** TASK DESCRIPTION **
Can you copy everything from the start of the records down through the line containing "[359,270,396,304]", swapping "knit hat" for "beanie" and keeping everything else the same? Leave the pictures out of your answer.

** DATASET ROWS **
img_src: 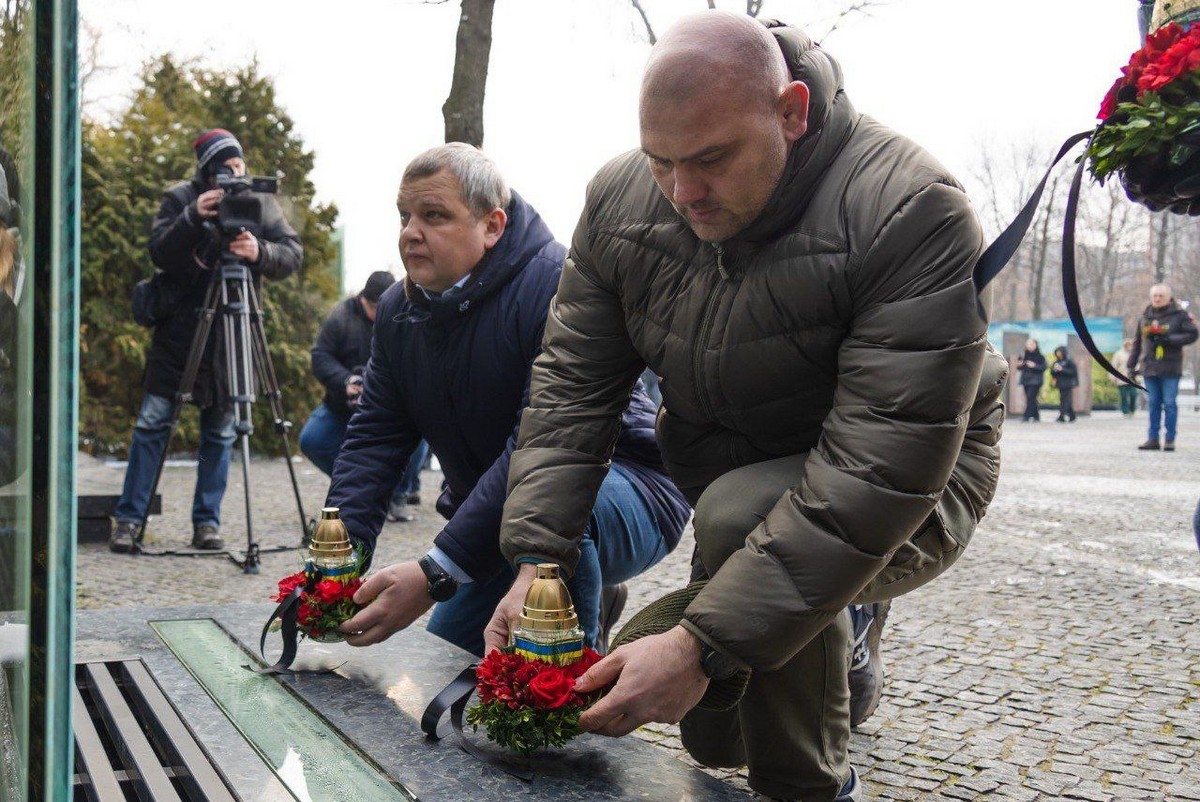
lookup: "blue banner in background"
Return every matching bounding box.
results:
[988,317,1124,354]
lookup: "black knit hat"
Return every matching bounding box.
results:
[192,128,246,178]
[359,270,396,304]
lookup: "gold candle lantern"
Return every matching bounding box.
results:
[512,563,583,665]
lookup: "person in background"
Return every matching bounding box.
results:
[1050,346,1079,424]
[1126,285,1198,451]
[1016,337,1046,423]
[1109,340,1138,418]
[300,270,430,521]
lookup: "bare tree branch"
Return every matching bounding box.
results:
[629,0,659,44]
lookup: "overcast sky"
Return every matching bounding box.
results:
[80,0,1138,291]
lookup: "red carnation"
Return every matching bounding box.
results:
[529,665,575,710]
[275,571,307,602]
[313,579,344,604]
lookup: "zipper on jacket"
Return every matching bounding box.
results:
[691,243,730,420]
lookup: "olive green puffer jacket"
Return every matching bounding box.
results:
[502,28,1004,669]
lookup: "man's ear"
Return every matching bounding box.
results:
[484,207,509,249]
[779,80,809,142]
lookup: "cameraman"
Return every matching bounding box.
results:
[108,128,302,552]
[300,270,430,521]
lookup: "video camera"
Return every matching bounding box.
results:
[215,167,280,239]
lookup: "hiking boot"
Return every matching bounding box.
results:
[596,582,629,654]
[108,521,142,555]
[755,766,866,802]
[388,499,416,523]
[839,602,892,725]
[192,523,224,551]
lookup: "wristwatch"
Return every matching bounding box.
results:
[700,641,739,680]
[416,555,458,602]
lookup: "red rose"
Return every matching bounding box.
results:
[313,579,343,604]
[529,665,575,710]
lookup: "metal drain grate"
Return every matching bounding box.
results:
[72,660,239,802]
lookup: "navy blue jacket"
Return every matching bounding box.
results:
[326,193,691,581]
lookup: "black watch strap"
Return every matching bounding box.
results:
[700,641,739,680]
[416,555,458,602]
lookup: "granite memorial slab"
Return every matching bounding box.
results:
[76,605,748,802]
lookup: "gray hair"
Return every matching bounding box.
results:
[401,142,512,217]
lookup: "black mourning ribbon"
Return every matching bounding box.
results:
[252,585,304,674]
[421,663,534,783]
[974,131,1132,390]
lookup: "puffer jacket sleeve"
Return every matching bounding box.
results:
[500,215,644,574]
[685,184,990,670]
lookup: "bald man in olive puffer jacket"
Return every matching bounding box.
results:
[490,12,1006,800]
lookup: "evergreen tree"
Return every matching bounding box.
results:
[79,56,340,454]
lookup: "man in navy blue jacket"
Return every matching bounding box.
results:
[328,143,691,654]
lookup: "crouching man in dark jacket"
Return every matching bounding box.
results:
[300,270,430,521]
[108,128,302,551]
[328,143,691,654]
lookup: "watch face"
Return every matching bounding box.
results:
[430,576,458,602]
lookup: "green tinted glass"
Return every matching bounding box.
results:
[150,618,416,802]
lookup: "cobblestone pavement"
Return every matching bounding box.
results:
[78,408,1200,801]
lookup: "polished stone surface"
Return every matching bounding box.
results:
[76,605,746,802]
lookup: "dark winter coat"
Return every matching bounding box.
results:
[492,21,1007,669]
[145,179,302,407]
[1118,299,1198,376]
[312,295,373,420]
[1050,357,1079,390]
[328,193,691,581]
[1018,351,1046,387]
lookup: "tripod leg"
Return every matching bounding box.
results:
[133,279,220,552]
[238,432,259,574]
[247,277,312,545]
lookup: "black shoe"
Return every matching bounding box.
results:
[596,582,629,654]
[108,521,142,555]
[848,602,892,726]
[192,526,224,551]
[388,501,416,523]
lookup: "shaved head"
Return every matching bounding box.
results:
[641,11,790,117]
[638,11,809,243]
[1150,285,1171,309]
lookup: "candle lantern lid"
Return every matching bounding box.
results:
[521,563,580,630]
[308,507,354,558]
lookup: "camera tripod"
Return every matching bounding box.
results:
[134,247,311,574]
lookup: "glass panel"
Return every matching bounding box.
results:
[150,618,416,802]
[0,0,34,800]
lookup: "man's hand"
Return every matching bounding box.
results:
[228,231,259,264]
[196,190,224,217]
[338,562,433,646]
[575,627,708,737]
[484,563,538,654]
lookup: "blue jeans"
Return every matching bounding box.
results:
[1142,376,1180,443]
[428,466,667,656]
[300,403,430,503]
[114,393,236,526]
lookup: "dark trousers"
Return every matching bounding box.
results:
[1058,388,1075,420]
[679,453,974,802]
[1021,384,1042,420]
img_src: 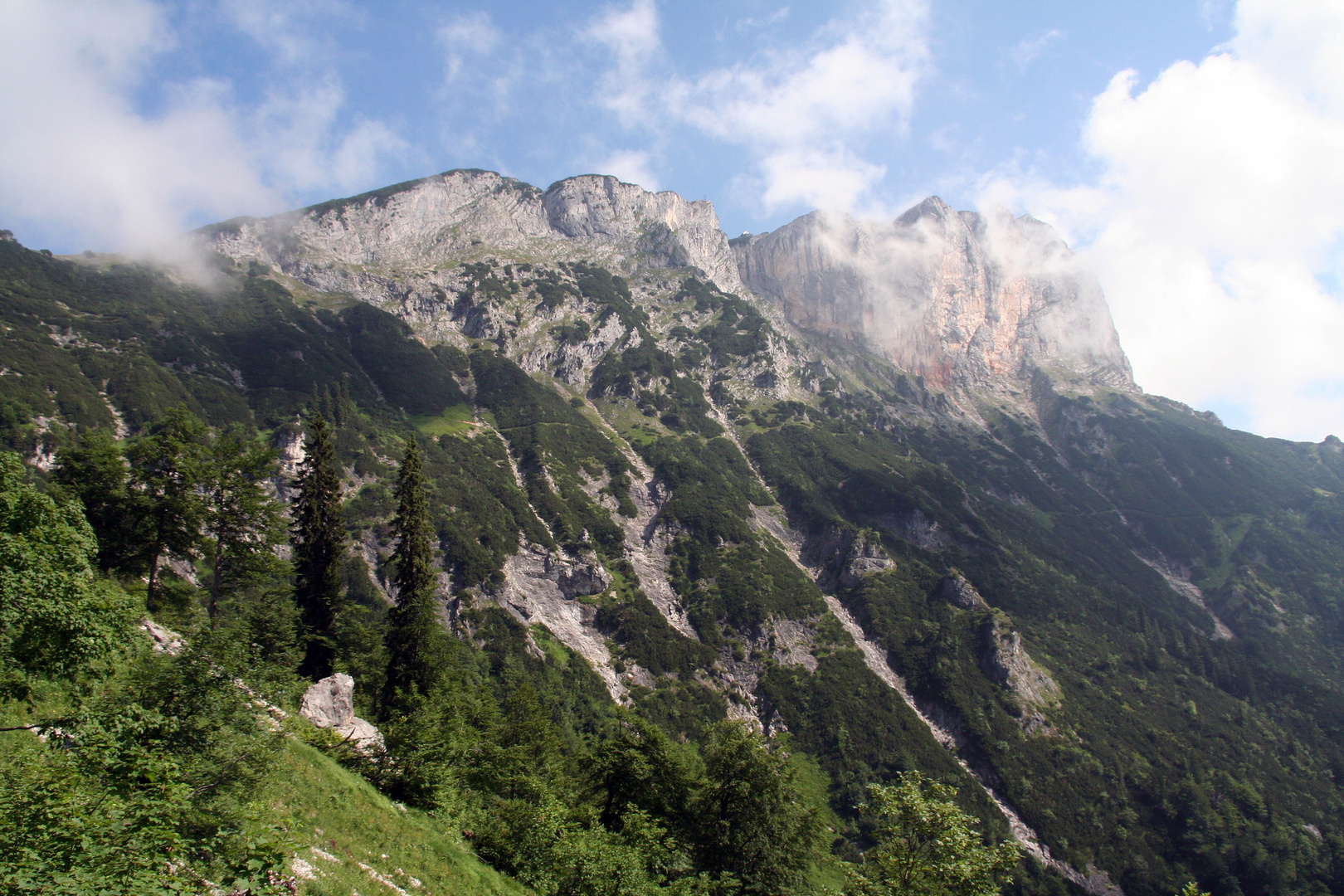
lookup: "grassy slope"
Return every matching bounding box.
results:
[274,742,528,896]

** TASK SOLUTION **
img_src: 
lookup: "blue banner in background"
Return every matching bounding box.
results:
[988,317,1124,354]
lookup: "black beanie"
Return every matching bounding box.
results:
[192,128,246,178]
[359,270,396,304]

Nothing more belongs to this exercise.